**What you will do:** Lines before the one containing "[spot] the human hand, one" are left out; return that line and all lines after it, exactly, through the end of the records below.

**Raw data:**

================================

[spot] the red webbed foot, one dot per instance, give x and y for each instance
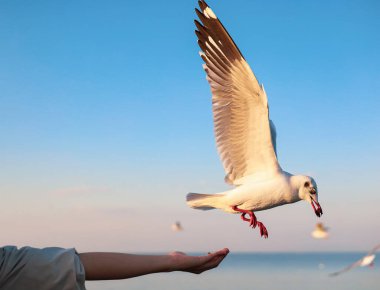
(253, 222)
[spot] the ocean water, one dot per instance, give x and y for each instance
(267, 271)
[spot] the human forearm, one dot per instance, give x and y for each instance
(106, 266)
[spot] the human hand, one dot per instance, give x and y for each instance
(197, 264)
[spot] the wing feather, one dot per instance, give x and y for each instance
(244, 136)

================================

**Response to this exercise:**
[spot] the human hand, one dot per instance, give x and y for each instance
(197, 264)
[spot] the wing feather, one dot per instance, give x and y for each instance
(244, 136)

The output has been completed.